Segment Start: SELECTED PASSAGE
Senior Hunger: A Growing Trend

Tuesday, March 11, 2014
The Meals on Wheels Association reports that one in six seniors in America, a total of 8.8 million seniors—a number greater than the entire population of New York City—struggle with hunger and this number is expected to double by 2050. The Association cites the rapid increase in life expectancy for seniors, escalating costs of food and transportation, and remaining impacts of the recession as major factors in this trend. Maintaining support for senior nutrition programs is critical for the health of our elderly population. March is an active month for the “Meals on Wheels” program, a nation-wide effort that delivers nutritious meals to seniors in their homes. “March for Meals” has become an annual event where localities raise awareness of senior hunger during the month of March, including getting elected officials to sign up as volunteer drivers/delivery people---an activity known as “Mayors for Meals.” Joining Monsignor Boland today are Donna Schultz, Director of Catholic Charities Senior Nutrition Program and Anne Posner, Associate Vice President of Catholic Charities Senior Services, to discuss the overall issue of senior hunger and some of the ways Catholic Charities addresses this national problem.
Segment End: SELECTED PASSAGE
Segment Start: GIVEN DATA
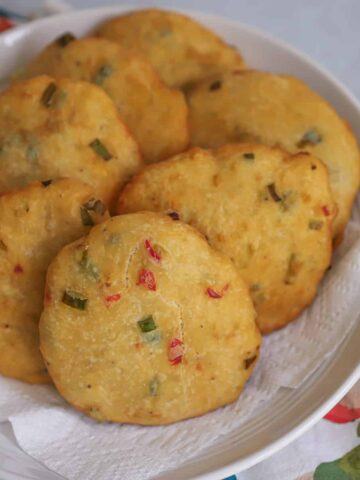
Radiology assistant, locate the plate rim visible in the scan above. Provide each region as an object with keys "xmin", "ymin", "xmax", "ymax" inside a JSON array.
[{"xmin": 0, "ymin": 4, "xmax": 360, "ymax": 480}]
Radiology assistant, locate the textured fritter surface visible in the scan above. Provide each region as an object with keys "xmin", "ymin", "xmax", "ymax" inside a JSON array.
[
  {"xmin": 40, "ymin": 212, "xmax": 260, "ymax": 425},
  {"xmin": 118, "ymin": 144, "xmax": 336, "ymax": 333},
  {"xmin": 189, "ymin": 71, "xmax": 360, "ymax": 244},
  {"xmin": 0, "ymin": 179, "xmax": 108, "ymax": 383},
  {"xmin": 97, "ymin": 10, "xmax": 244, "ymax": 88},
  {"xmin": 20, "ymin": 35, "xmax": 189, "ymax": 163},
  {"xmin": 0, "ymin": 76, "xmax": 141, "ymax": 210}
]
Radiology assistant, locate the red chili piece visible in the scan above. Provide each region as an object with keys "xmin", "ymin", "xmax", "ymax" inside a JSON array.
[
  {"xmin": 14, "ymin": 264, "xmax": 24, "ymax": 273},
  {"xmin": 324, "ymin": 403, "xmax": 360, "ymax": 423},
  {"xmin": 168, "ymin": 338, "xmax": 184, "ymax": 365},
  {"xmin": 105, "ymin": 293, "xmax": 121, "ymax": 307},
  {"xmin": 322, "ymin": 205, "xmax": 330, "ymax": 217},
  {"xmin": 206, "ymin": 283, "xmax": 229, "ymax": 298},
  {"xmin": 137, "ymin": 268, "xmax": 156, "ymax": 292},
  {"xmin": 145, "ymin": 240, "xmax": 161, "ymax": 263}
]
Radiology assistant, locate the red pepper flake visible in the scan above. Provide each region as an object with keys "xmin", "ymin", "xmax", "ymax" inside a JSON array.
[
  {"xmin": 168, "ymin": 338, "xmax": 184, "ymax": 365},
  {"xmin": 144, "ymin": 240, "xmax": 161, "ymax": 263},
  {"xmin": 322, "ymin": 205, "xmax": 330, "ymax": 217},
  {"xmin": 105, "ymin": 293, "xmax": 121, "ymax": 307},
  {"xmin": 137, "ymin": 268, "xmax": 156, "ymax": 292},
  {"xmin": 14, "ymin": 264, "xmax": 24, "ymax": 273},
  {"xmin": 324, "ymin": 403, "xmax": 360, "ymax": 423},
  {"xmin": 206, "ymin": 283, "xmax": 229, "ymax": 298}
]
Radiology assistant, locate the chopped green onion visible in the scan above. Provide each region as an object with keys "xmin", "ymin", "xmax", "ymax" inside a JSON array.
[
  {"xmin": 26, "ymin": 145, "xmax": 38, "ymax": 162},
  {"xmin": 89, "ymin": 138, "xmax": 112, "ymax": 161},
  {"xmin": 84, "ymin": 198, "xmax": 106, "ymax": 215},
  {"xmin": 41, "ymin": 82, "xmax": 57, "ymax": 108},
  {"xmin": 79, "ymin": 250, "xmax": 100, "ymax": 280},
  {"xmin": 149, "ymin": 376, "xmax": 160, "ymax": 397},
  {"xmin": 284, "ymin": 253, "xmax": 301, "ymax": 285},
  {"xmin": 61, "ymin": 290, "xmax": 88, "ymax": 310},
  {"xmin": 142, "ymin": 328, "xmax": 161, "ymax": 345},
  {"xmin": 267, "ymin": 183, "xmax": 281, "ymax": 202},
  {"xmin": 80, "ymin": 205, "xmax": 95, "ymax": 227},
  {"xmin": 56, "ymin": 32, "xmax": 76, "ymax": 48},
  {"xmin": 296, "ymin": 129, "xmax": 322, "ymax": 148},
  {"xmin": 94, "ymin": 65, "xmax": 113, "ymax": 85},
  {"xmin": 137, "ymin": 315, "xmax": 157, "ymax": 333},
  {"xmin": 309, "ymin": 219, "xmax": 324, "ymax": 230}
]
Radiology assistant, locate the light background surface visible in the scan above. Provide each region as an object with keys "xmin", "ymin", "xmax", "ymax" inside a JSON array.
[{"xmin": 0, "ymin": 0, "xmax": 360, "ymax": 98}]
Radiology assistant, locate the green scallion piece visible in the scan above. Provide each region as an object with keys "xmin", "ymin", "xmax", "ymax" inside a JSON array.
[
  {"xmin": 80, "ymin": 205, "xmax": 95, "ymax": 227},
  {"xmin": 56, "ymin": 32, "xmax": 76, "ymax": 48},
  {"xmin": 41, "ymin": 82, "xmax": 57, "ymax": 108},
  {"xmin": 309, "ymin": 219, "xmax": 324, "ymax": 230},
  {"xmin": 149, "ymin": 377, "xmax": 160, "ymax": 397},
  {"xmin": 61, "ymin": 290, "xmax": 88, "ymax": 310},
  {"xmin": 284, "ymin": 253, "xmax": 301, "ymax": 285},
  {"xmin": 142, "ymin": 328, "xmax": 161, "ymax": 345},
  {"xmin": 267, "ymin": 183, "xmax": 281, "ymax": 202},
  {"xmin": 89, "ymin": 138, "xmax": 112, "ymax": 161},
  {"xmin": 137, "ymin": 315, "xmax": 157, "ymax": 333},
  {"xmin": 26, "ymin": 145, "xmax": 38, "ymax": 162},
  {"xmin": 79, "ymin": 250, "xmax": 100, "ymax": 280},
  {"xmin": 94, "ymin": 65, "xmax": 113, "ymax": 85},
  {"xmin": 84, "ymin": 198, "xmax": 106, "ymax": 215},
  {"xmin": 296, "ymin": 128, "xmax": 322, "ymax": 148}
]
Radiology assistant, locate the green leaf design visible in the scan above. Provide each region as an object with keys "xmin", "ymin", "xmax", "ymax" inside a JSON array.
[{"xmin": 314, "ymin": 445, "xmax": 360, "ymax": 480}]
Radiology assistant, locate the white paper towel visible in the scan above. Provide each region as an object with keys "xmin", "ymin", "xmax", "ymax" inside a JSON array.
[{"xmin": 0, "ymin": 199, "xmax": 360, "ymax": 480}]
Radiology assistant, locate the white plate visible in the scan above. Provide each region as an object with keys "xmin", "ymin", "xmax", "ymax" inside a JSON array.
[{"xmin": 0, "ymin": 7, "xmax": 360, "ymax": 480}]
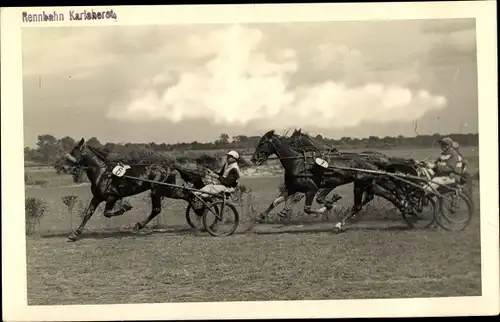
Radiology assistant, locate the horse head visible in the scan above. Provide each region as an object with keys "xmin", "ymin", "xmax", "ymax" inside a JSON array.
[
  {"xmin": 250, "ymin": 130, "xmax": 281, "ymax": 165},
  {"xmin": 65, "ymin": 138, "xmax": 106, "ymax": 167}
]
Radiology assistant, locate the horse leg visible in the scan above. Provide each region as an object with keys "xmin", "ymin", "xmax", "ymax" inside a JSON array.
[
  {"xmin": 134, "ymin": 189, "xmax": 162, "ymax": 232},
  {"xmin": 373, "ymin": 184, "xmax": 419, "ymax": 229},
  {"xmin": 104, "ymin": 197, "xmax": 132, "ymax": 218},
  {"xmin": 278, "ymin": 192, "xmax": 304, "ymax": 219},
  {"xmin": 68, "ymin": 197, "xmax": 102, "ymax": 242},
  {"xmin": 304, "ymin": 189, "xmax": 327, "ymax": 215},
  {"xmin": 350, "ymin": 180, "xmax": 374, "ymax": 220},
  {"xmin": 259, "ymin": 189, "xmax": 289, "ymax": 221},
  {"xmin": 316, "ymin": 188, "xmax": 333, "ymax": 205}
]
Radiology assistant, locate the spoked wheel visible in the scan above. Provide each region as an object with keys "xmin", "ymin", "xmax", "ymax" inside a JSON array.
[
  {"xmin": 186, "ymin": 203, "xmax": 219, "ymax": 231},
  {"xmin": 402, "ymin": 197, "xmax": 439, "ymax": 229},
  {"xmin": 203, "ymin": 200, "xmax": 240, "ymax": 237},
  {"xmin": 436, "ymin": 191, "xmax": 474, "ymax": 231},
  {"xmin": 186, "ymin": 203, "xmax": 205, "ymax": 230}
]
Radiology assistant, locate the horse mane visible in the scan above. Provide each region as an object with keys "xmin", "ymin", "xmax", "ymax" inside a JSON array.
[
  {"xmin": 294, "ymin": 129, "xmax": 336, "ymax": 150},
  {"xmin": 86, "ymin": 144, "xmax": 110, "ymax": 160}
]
Segment End: GIVEN DATA
WHAT YOU ARE ASKED TO DO -> Retype the senior hunger passage in full, word for word.

EXERCISE RESULT ->
Senior Hunger: A Growing Trend

Tuesday, March 11, 2014
The Meals on Wheels Association reports that one in six seniors in America, a total of 8.8 million seniors—a number greater than the entire population of New York City—struggle with hunger and this number is expected to double by 2050. The Association cites the rapid increase in life expectancy for seniors, escalating costs of food and transportation, and remaining impacts of the recession as major factors in this trend. Maintaining support for senior nutrition programs is critical for the health of our elderly population. March is an active month for the “Meals on Wheels” program, a nation-wide effort that delivers nutritious meals to seniors in their homes. “March for Meals” has become an annual event where localities raise awareness of senior hunger during the month of March, including getting elected officials to sign up as volunteer drivers/delivery people---an activity known as “Mayors for Meals.” Joining Monsignor Boland today are Donna Schultz, Director of Catholic Charities Senior Nutrition Program and Anne Posner, Associate Vice President of Catholic Charities Senior Services, to discuss the overall issue of senior hunger and some of the ways Catholic Charities addresses this national problem.